Collected data entries
┄┄┄┄┄┄

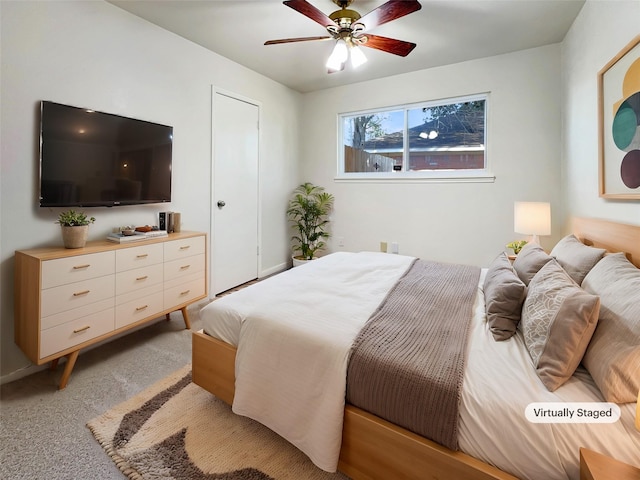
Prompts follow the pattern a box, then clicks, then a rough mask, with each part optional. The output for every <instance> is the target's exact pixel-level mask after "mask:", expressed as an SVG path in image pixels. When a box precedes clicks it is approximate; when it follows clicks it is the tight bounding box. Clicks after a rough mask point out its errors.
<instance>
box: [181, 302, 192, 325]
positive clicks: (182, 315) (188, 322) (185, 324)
mask: <svg viewBox="0 0 640 480" xmlns="http://www.w3.org/2000/svg"><path fill="white" fill-rule="evenodd" d="M180 311H181V312H182V317H183V318H184V326H185V328H186V329H187V330H191V321H190V320H189V314H188V313H187V307H182V308H181V310H180Z"/></svg>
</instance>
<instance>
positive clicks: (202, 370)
mask: <svg viewBox="0 0 640 480" xmlns="http://www.w3.org/2000/svg"><path fill="white" fill-rule="evenodd" d="M572 231H573V232H574V234H575V235H576V237H578V238H580V239H581V240H582V241H583V242H584V243H585V244H587V245H593V246H598V247H602V248H607V250H609V251H611V252H619V251H622V252H625V253H626V254H627V256H628V258H629V259H630V260H631V261H632V262H633V263H634V264H635V265H636V266H638V267H639V268H640V226H634V225H626V224H621V223H616V222H611V221H606V220H597V219H586V218H575V219H573V220H572ZM235 357H236V348H235V347H233V346H232V345H229V344H227V343H225V342H222V341H220V340H218V339H216V338H213V337H210V336H209V335H206V334H204V333H203V332H202V331H199V332H194V333H193V364H192V366H193V382H194V383H195V384H197V385H199V386H201V387H202V388H204V389H205V390H207V391H209V392H211V393H213V394H214V395H215V396H217V397H218V398H220V399H221V400H223V401H224V402H226V403H228V404H230V405H231V404H232V402H233V396H234V389H235V373H234V372H235ZM577 454H578V453H577V452H576V455H577ZM338 469H339V470H340V471H341V472H343V473H345V474H347V475H349V476H350V477H352V478H353V479H357V480H360V479H362V480H372V479H382V478H384V479H386V478H409V479H414V478H415V479H417V478H420V479H428V478H431V479H451V480H454V479H455V480H488V479H502V480H507V479H511V480H515V479H516V477H514V476H512V475H510V474H508V473H505V472H503V471H501V470H499V469H498V468H496V467H493V466H491V465H488V464H486V463H484V462H482V461H480V460H478V459H476V458H473V457H471V456H470V455H467V454H465V453H462V452H459V451H457V452H455V451H452V450H449V449H448V448H445V447H443V446H441V445H439V444H437V443H435V442H433V441H430V440H428V439H425V438H424V437H421V436H419V435H416V434H414V433H412V432H409V431H408V430H405V429H404V428H401V427H398V426H397V425H394V424H392V423H390V422H387V421H385V420H383V419H381V418H379V417H376V416H375V415H371V414H370V413H368V412H365V411H364V410H361V409H359V408H356V407H354V406H352V405H346V406H345V412H344V426H343V432H342V447H341V450H340V460H339V463H338Z"/></svg>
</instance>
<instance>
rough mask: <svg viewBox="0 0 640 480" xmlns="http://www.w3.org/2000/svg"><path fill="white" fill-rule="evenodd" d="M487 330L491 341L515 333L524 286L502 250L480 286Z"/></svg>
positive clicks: (511, 334) (502, 338) (520, 306)
mask: <svg viewBox="0 0 640 480" xmlns="http://www.w3.org/2000/svg"><path fill="white" fill-rule="evenodd" d="M483 290H484V303H485V307H486V312H487V322H488V323H489V329H490V330H491V333H492V334H493V338H494V339H495V340H498V341H500V340H506V339H508V338H510V337H512V336H513V335H514V334H515V333H516V327H517V326H518V323H519V322H520V315H521V313H522V303H523V302H524V298H525V297H526V295H527V287H526V285H525V284H524V283H523V282H522V280H520V278H519V277H518V275H517V274H516V272H515V270H514V269H513V267H512V266H511V262H510V261H509V258H507V255H506V254H505V253H504V252H503V253H501V254H500V255H498V256H497V257H496V258H495V260H494V261H493V262H491V264H490V265H489V269H488V271H487V275H486V277H485V280H484V285H483Z"/></svg>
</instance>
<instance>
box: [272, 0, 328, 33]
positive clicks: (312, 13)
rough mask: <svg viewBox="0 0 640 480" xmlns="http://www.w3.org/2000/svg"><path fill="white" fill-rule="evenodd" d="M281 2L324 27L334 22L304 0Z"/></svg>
mask: <svg viewBox="0 0 640 480" xmlns="http://www.w3.org/2000/svg"><path fill="white" fill-rule="evenodd" d="M282 3H284V4H285V5H286V6H287V7H291V8H293V9H294V10H295V11H296V12H300V13H301V14H303V15H304V16H305V17H309V18H310V19H311V20H313V21H314V22H316V23H319V24H320V25H322V26H323V27H325V28H326V27H328V26H330V25H335V24H336V22H334V21H333V20H331V19H330V18H329V17H328V16H327V15H325V14H324V13H322V12H321V11H320V10H318V9H317V8H316V7H314V6H313V5H311V4H310V3H309V2H307V1H306V0H286V1H284V2H282Z"/></svg>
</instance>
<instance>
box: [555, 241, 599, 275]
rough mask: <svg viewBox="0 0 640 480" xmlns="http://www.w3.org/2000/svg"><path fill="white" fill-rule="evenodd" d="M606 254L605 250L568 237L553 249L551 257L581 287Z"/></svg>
mask: <svg viewBox="0 0 640 480" xmlns="http://www.w3.org/2000/svg"><path fill="white" fill-rule="evenodd" d="M605 252H606V250H605V249H604V248H595V247H589V246H587V245H585V244H584V243H582V242H581V241H580V240H578V239H577V238H576V237H575V235H567V236H566V237H564V238H563V239H562V240H560V241H559V242H558V243H557V244H556V246H555V247H553V250H551V256H552V257H553V258H555V259H556V260H557V261H558V263H559V264H560V266H561V267H562V268H564V269H565V271H566V272H567V273H568V274H569V276H570V277H571V278H573V279H574V280H575V282H576V283H577V284H578V285H580V284H581V283H582V280H584V277H585V276H586V275H587V273H589V270H591V269H592V268H593V266H594V265H595V264H596V263H598V261H599V260H600V259H601V258H602V257H603V256H604V254H605Z"/></svg>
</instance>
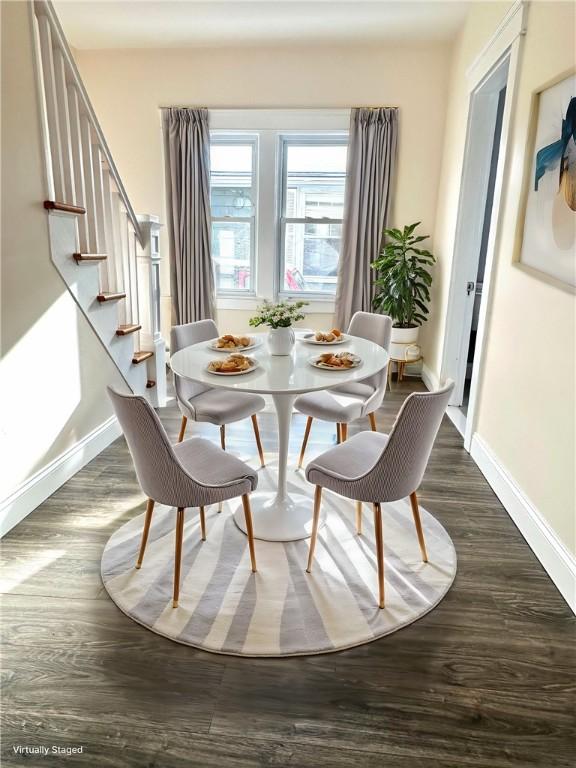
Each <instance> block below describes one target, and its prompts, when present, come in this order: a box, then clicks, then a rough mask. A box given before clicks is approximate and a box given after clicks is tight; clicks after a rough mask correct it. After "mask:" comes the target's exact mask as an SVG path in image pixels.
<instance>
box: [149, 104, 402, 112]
mask: <svg viewBox="0 0 576 768" xmlns="http://www.w3.org/2000/svg"><path fill="white" fill-rule="evenodd" d="M158 109H208V110H211V109H212V110H215V109H217V110H225V111H229V110H234V109H237V110H238V111H240V110H242V111H243V112H245V111H247V110H254V111H255V112H257V111H258V112H259V111H265V112H272V111H277V112H283V111H287V112H295V111H305V110H307V109H310V110H314V111H316V112H317V111H318V110H323V109H325V110H326V111H329V110H333V109H400V107H399V106H398V104H380V105H372V104H360V105H358V104H354V105H353V106H351V107H347V106H345V107H206V106H199V105H198V104H170V105H162V106H160V107H158Z"/></svg>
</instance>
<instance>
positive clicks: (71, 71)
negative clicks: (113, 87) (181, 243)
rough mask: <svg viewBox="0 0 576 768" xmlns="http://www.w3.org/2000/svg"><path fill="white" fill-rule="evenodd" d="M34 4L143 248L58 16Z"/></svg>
mask: <svg viewBox="0 0 576 768" xmlns="http://www.w3.org/2000/svg"><path fill="white" fill-rule="evenodd" d="M33 2H34V8H35V11H36V15H38V14H41V15H44V16H46V17H47V18H48V20H49V21H50V24H51V27H52V31H53V32H54V33H55V34H56V40H57V42H58V45H59V47H60V49H61V51H62V54H63V56H64V59H65V61H66V64H67V66H68V68H69V71H70V73H71V75H72V78H73V81H74V85H75V87H76V88H77V90H78V94H79V96H80V98H81V100H82V105H83V107H84V109H85V110H86V114H87V116H88V118H89V120H90V122H91V124H92V128H93V129H94V132H95V134H96V136H97V138H98V143H99V145H100V149H101V151H102V153H103V155H104V157H105V158H106V162H107V164H108V168H109V171H110V174H111V176H112V178H113V179H114V183H115V184H116V188H117V189H118V193H119V195H120V198H121V200H122V203H123V204H124V207H125V208H126V212H127V214H128V218H129V219H130V221H131V223H132V226H133V227H134V232H135V234H136V237H137V239H138V242H139V243H140V246H142V247H143V246H144V236H143V233H142V230H141V228H140V224H139V222H138V218H137V216H136V214H135V212H134V209H133V208H132V205H131V203H130V199H129V198H128V194H127V192H126V189H125V187H124V184H123V183H122V179H121V178H120V174H119V173H118V169H117V168H116V164H115V163H114V159H113V157H112V153H111V152H110V148H109V147H108V144H107V142H106V139H105V138H104V133H103V131H102V128H101V127H100V123H99V121H98V118H97V117H96V113H95V112H94V109H93V107H92V103H91V101H90V98H89V96H88V94H87V92H86V89H85V88H84V83H83V82H82V78H81V76H80V73H79V71H78V67H77V66H76V62H75V61H74V57H73V56H72V53H71V51H70V47H69V45H68V42H67V40H66V36H65V34H64V30H63V29H62V27H61V25H60V21H59V19H58V16H57V14H56V11H55V10H54V6H53V5H52V2H51V0H33Z"/></svg>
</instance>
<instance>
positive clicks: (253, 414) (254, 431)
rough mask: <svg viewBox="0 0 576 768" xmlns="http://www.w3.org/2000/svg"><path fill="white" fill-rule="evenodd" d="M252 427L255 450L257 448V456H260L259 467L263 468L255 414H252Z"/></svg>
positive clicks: (256, 419) (260, 440)
mask: <svg viewBox="0 0 576 768" xmlns="http://www.w3.org/2000/svg"><path fill="white" fill-rule="evenodd" d="M252 426H253V427H254V437H255V438H256V448H258V456H260V466H261V467H263V466H264V451H263V450H262V441H261V440H260V430H259V429H258V419H257V417H256V414H255V413H253V414H252Z"/></svg>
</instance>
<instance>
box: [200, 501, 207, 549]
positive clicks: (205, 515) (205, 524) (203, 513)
mask: <svg viewBox="0 0 576 768" xmlns="http://www.w3.org/2000/svg"><path fill="white" fill-rule="evenodd" d="M200 530H201V531H202V541H206V515H205V514H204V507H200Z"/></svg>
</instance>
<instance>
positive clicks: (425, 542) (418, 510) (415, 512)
mask: <svg viewBox="0 0 576 768" xmlns="http://www.w3.org/2000/svg"><path fill="white" fill-rule="evenodd" d="M410 504H411V506H412V514H413V515H414V525H415V526H416V533H417V535H418V543H419V544H420V552H421V553H422V560H423V561H424V562H425V563H427V562H428V553H427V552H426V542H425V541H424V531H423V530H422V523H421V521H420V510H419V509H418V498H417V496H416V491H412V493H411V494H410Z"/></svg>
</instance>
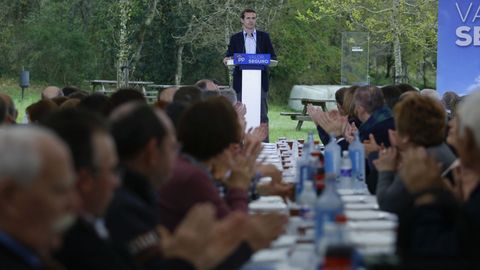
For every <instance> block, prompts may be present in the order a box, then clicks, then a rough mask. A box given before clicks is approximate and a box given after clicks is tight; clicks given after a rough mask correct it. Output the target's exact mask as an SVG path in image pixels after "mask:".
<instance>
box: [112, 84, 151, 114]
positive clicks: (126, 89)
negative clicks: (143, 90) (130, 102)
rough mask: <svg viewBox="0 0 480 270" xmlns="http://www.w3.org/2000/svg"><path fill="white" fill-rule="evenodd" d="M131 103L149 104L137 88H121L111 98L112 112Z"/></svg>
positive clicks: (141, 92)
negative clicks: (134, 102) (143, 103)
mask: <svg viewBox="0 0 480 270" xmlns="http://www.w3.org/2000/svg"><path fill="white" fill-rule="evenodd" d="M130 101H139V102H142V103H145V104H146V103H147V99H145V96H144V95H143V93H142V92H141V91H140V90H138V89H136V88H120V89H118V90H117V91H115V93H113V94H112V96H111V97H110V102H111V103H112V110H113V109H115V108H117V107H119V106H120V105H122V104H125V103H128V102H130Z"/></svg>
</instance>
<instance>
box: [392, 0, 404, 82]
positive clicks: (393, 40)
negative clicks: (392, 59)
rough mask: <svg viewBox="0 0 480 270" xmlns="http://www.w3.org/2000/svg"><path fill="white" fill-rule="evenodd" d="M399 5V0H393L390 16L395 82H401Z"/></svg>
mask: <svg viewBox="0 0 480 270" xmlns="http://www.w3.org/2000/svg"><path fill="white" fill-rule="evenodd" d="M399 7H400V0H393V16H392V20H391V23H392V28H393V59H394V62H395V83H396V84H398V83H402V82H403V68H402V48H401V44H400V29H399V20H398V19H399V18H398V9H399Z"/></svg>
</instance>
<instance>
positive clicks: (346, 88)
mask: <svg viewBox="0 0 480 270" xmlns="http://www.w3.org/2000/svg"><path fill="white" fill-rule="evenodd" d="M347 89H348V87H342V88H340V89H338V90H337V92H335V101H336V102H337V103H338V105H340V107H341V106H343V96H344V95H345V91H347Z"/></svg>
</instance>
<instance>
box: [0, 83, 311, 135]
mask: <svg viewBox="0 0 480 270" xmlns="http://www.w3.org/2000/svg"><path fill="white" fill-rule="evenodd" d="M46 86H47V85H43V84H41V83H35V82H32V86H30V87H29V88H27V89H25V96H24V99H23V100H22V95H21V90H20V87H19V86H18V82H17V81H16V80H14V79H5V78H0V92H2V93H6V94H8V95H10V96H11V97H12V98H13V100H14V102H15V105H16V106H17V110H18V114H19V115H18V118H17V122H19V123H20V122H22V120H23V119H24V116H25V109H26V108H27V107H28V105H30V104H32V103H34V102H36V101H38V100H39V99H40V93H41V90H42V89H43V88H44V87H46ZM268 109H269V112H268V117H269V119H270V141H272V142H275V141H277V140H278V138H279V137H286V138H289V139H306V138H307V135H308V131H310V130H313V131H314V134H315V136H316V134H317V131H316V129H315V125H314V124H313V122H308V121H307V122H304V123H303V125H302V130H301V131H296V130H295V127H296V126H297V121H293V120H291V119H290V117H288V116H281V115H280V112H289V111H292V110H291V109H290V108H289V107H288V105H287V104H285V105H276V104H269V106H268Z"/></svg>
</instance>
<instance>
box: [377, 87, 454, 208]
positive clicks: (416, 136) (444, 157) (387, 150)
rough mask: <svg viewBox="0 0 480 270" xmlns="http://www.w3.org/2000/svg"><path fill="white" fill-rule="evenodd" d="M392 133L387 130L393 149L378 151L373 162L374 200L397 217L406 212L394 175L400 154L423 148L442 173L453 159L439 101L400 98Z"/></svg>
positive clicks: (406, 194)
mask: <svg viewBox="0 0 480 270" xmlns="http://www.w3.org/2000/svg"><path fill="white" fill-rule="evenodd" d="M394 116H395V125H396V132H394V131H391V130H390V131H389V133H390V140H391V143H392V145H393V147H391V148H388V149H384V150H381V151H380V154H379V159H377V160H375V161H373V163H374V165H375V166H376V168H377V170H378V172H379V174H378V180H377V188H376V194H377V200H378V204H379V206H380V209H382V210H384V211H389V212H394V213H397V214H400V213H403V212H405V210H408V209H410V207H411V205H412V202H413V201H412V194H410V193H409V192H408V191H407V189H406V188H405V185H404V183H403V181H402V179H401V177H400V175H399V174H398V173H397V167H398V164H399V162H400V154H401V153H403V152H405V151H407V150H408V149H412V148H415V147H419V146H421V147H425V148H427V151H428V153H429V155H430V156H432V157H434V158H435V159H436V160H437V162H439V163H440V164H441V167H442V171H443V170H445V169H447V168H448V167H449V166H450V165H451V164H452V163H453V161H454V160H455V155H454V154H453V153H452V151H451V150H450V148H449V147H448V146H447V145H446V144H445V142H444V140H445V128H446V123H445V110H444V109H443V108H442V105H441V104H440V102H438V101H436V100H433V99H431V98H429V97H425V96H421V95H409V96H407V97H405V98H403V99H402V100H401V101H400V102H399V103H398V104H397V105H396V106H395V110H394Z"/></svg>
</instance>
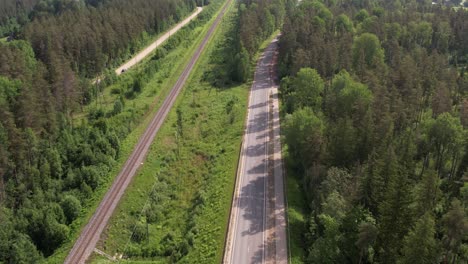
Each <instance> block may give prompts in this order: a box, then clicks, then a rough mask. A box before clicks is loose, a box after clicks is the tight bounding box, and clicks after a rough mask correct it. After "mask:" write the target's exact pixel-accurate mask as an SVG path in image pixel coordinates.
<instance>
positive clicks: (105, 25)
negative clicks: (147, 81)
mask: <svg viewBox="0 0 468 264" xmlns="http://www.w3.org/2000/svg"><path fill="white" fill-rule="evenodd" d="M19 2H21V1H19ZM73 2H74V3H71V2H70V1H60V0H55V1H45V0H41V1H40V3H39V4H37V5H35V6H34V7H33V8H32V9H30V7H26V6H25V7H24V10H29V9H30V11H29V12H27V13H28V15H27V17H28V20H27V21H25V24H24V25H22V26H20V27H19V28H20V30H19V31H17V32H16V33H15V40H13V41H10V42H3V41H2V42H0V263H38V262H42V261H43V260H44V258H45V257H47V256H50V255H51V254H53V253H54V251H55V250H56V249H57V248H58V247H60V246H61V245H62V244H63V242H64V241H67V240H68V239H69V236H70V230H72V229H73V228H72V229H70V228H71V226H72V225H71V224H72V223H73V222H74V220H75V219H76V218H77V217H78V216H79V215H80V214H82V208H86V207H88V206H89V205H90V201H92V199H93V197H94V192H95V190H97V189H98V188H99V187H100V186H101V185H102V184H103V183H104V182H106V181H108V173H109V171H110V169H111V168H112V167H113V166H114V165H115V164H116V159H117V158H118V157H119V154H120V142H121V140H122V139H124V138H125V137H126V136H127V135H128V133H129V132H130V131H131V130H132V129H133V128H134V127H135V125H136V124H138V122H139V121H138V119H139V118H140V117H141V116H142V115H143V113H142V112H138V111H135V109H133V108H132V107H131V106H127V107H125V101H127V100H131V99H132V98H133V97H134V96H135V95H136V94H138V93H139V92H141V89H142V86H143V85H144V84H145V80H147V79H148V78H147V76H146V75H147V74H151V72H150V71H153V70H155V67H157V58H155V59H156V60H153V61H152V63H151V65H152V66H151V65H150V66H151V67H149V68H148V70H149V71H146V72H143V73H142V74H140V75H139V76H136V77H135V80H134V81H132V82H131V84H129V85H126V86H123V87H122V88H121V89H122V91H123V92H122V94H123V95H122V96H121V99H120V100H117V101H116V102H115V105H114V108H113V109H111V110H110V111H107V110H103V109H99V108H96V109H94V108H90V109H91V110H90V112H89V113H87V116H85V117H79V118H77V117H75V113H76V112H82V109H83V107H84V106H86V105H88V104H90V103H91V102H92V101H93V100H94V98H95V97H96V95H98V94H99V93H100V92H101V89H102V86H103V85H105V84H106V83H107V84H108V83H109V82H112V81H115V77H113V76H112V74H109V72H111V71H110V70H106V67H109V66H111V65H114V64H116V63H118V62H120V61H122V60H123V59H126V58H127V57H128V56H129V55H130V54H131V53H133V52H134V51H135V49H137V48H138V47H139V46H141V45H144V44H145V43H144V42H145V41H148V40H149V39H150V37H149V36H154V35H155V34H157V33H158V32H161V31H162V30H165V29H167V27H168V26H170V25H171V24H173V23H175V22H176V21H178V20H179V19H181V18H183V17H184V16H186V15H187V14H188V13H190V12H192V11H193V9H194V8H195V5H196V4H197V3H196V2H195V1H190V0H176V1H174V0H153V1H146V0H145V1H143V0H135V1H123V0H107V1H84V2H83V1H81V2H80V1H73ZM207 2H208V1H205V3H207ZM24 3H26V2H24ZM60 3H61V4H62V5H60ZM31 5H33V3H32V2H31ZM130 7H131V8H130ZM10 9H11V8H10V1H2V2H1V3H0V10H7V11H5V14H3V13H2V16H3V17H12V14H13V13H15V12H13V11H9V10H10ZM25 12H26V11H25ZM201 17H202V18H203V17H205V15H201ZM205 19H207V18H205ZM2 25H4V24H2ZM180 37H183V36H174V37H173V38H172V39H171V41H170V42H168V45H166V50H170V48H171V47H173V46H174V45H177V43H178V42H180ZM100 74H105V75H106V76H107V77H109V78H106V79H105V81H103V82H101V83H100V84H99V85H91V78H94V77H95V76H97V75H100ZM111 77H112V78H111ZM128 78H130V79H132V78H133V75H131V76H128ZM128 78H127V79H128ZM84 114H86V112H85V113H84ZM75 228H76V227H75Z"/></svg>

┄┄┄┄┄┄

Work order ▸ Find each line in the material that contains the word "present" and copy those lines out in full.

Exercise response ▸
Each <instance> block below describes one target, and its prompts, when present, come in this order: a box, then clicks, then a rough mask. A box given before clicks is approximate and a box given after clicks is tight; clicks after a rough mask correct it. After "mask:" comes the target's exact mask as an SVG path in image pixels.
For every <instance> block, prompts may be present in the order a box, then clicks, then a rough mask. A box given before clicks is approximate and a box given after clicks is tight; clicks given after a rough mask correct it. Output the target's exact mask as an SVG path in image pixels after "mask:".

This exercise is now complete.